(Dataset entries)
----------------

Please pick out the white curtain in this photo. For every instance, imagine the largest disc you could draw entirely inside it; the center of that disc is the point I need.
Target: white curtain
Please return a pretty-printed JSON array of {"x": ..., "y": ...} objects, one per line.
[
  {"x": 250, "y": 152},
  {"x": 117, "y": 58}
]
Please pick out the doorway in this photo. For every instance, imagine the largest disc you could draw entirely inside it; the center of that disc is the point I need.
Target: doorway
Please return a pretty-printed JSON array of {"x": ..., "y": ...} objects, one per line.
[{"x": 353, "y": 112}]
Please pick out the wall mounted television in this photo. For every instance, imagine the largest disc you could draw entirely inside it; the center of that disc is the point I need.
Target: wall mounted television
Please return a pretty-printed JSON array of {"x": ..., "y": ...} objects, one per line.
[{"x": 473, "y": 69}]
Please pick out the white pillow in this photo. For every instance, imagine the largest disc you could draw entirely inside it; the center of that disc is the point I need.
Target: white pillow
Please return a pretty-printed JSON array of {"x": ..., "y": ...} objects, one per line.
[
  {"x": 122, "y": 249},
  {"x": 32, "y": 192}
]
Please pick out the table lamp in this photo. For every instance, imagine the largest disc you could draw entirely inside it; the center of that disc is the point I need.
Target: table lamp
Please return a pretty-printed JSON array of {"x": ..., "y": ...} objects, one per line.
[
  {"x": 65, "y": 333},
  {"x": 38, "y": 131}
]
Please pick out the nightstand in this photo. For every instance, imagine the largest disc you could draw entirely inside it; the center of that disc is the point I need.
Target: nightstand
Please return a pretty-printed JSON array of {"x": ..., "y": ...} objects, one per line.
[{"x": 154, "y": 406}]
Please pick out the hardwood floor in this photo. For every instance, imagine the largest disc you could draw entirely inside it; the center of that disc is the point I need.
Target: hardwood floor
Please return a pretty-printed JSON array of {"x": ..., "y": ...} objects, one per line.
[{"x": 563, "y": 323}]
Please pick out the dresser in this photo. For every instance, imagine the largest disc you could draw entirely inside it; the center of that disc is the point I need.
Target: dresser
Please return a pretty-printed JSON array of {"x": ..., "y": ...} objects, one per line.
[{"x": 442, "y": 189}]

----------------

What you should do: Return, unchanged, the lines in the items above from the one containing "Please pick out the white pillow" through the one containing "Target: white pillow", with both of those lines included.

The answer:
Please pick out the white pillow in this photo. For every instance, imagine the largest disc you could draw entirely inside it; the center of that disc is the point I need.
Target: white pillow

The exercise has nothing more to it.